> _Your objective_
Rewrite the meningitis trial report starting with "Federal prosecutors in" and going on through "mice and mold.", and swap every "drugs" for "medications".

By Nate Raymond
BOSTON (Reuters) – Closing arguments are set for Friday in the trial of a Massachusetts pharmacist accused of murder and fraud for his role in a 2012 fungal meningitis outbreak that killed 76 people and sickened hundreds more across the United States.
Federal prosecutors in Boston contend that Glenn Chin, a former supervisory pharmacist at New England Compounding Center, cut corners while overseeing the production of drugs the company produced in filthy conditions.
Those drugs included steroids tainted with mold that were shipped out to healthcare facilities nationally and then injected into patients, leading to an outbreak that sickened 778 people nationally, prosecutors said.
They said that Chin, 49, recklessly failed to ensure the compounding pharmacy’s drugs were produced in sanitary conditions to keep up with demand from hospitals for its products.
Prosecutors claim Chin directed staff in NECC’s so-called clean rooms where the drugs were made, to skip cleaning, despite the presence of insects, mice and mold.
Chin has pleaded not guilty to charges including racketeering and mail fraud. He faces up to life in prison if he is convicted of second-degree murder charges brought under racketeering law.
Defense lawyers counter that Chin did nothing to kill the 25 people who are the subject of those murder allegations and say blame instead lies with Barry Cadden, NECC’s co-founder and former president.
They say that Cadden directed the corner-cutting at NECC, and note that at his trial earlier this year, prosecutors said people died because Cadden decided to put profits before patient safety.
Cadden was sentenced in June to nine years in prison after he was found guilty of racketeering and fraud charges but cleared of murder.
Lesser charges were filed against 12 other people. Three have pleaded guilty, while a federal judge dismissed charges against two defendants in October 2016. Charges remain pending against the other seven.

> _Exercise data_
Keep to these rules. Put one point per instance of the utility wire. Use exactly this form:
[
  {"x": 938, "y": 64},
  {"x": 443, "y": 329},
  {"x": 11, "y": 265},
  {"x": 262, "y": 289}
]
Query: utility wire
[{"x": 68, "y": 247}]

> _Task output_
Federal prosecutors in Boston contend that Glenn Chin, a former supervisory pharmacist at New England Compounding Center, cut corners while overseeing the production of medications the company produced in filthy conditions.
Those medications included steroids tainted with mold that were shipped out to healthcare facilities nationally and then injected into patients, leading to an outbreak that sickened 778 people nationally, prosecutors said.
They said that Chin, 49, recklessly failed to ensure the compounding pharmacy’s medications were produced in sanitary conditions to keep up with demand from hospitals for its products.
Prosecutors claim Chin directed staff in NECC’s so-called clean rooms where the medications were made, to skip cleaning, despite the presence of insects, mice and mold.